GIVEN TEXT:
Release Date: December 1, 2005 This content is archived.
BUFFALO, N.Y. -- The Uncrowned Queens Institute for Research and Education on Women, Inc., has announced the publication of "Uncrowned Queens: African American Women Community Builders," Volume III, a commemorative publication celebrating the centennial of the Niagara Movement, a major step on the road to black militancy that had its roots in Western New York.
The book represents the remarkable development of the "Uncrowned Queens" Project, which originally set out to document the community-building work of African-American Women at the time of turn of the 19th century in connection with Buffalo's centennial celebration of the 1901 Pan American Exposition.
It was then, and continues to be, directed by Peggy Brooks-Bertram, Dr. P.H., Ph.D., and Barbara Nevergold, Ph.D.
Brooks-Bertram is a research associate in the Department of Social and Preventive Medicine, UB School of Public Health and Health Professions, and the Department of African American Studies, College of Arts and Sciences. Nevergold is coordinator of student personnel services at UB's Educational Opportunity Center.
In addition to collecting and documenting the lives and accomplishments of 300 notable, but largely unheralded African-American women in Western New York, the project to date also has established a model for the development of oral history projects that is now nationally recognized as a method of describing the cultural, economic and social histories of entire regions.

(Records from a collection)

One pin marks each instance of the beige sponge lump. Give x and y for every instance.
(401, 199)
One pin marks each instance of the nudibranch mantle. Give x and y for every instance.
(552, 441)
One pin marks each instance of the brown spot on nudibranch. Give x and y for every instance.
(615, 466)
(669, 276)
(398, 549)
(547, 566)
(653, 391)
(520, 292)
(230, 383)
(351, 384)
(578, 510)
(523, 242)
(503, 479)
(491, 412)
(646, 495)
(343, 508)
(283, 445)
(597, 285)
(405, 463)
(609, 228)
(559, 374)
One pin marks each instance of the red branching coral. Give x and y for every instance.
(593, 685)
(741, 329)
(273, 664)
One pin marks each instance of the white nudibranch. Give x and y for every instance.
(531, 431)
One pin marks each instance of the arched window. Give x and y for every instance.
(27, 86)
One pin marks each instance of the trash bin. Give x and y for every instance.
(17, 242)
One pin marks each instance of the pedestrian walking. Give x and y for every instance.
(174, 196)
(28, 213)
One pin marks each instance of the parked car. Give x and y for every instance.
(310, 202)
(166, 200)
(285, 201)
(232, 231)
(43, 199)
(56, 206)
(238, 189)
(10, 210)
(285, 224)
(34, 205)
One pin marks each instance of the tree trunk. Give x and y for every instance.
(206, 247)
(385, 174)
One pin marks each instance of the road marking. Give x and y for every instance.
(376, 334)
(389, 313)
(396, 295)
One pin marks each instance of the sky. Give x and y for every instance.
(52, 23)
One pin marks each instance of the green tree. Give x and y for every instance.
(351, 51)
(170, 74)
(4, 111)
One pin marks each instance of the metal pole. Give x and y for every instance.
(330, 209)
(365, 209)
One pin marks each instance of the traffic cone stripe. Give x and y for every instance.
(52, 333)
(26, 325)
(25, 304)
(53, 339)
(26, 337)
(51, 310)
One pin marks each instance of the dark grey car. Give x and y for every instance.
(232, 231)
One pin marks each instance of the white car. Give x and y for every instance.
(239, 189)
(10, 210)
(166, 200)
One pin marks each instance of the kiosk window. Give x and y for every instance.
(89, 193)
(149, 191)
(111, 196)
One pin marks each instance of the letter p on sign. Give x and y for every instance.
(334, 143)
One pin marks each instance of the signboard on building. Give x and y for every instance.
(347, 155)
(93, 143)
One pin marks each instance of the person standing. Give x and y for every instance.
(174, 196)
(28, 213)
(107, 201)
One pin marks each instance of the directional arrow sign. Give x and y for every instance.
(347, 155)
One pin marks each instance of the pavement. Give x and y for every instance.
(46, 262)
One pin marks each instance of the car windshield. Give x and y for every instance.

INSTRUCTIONS:
**a)** According to the news release, what centennial does Volume III of "Uncrowned Queens: African American Women Community Builders" celebrate?
**b)** Please repeat everything in the news release from "It was then, and" down to "Educational Opportunity Center.".

TASK ANSWERS:
**a)** The centennial of the Niagara Movement.

**b)**
It was then, and continues to be, directed by Peggy Brooks-Bertram, Dr. P.H., Ph.D., and Barbara Nevergold, Ph.D.
Brooks-Bertram is a research associate in the Department of Social and Preventive Medicine, UB School of Public Health and Health Professions, and the Department of African American Studies, College of Arts and Sciences. Nevergold is coordinator of student personnel services at UB's Educational Opportunity Center.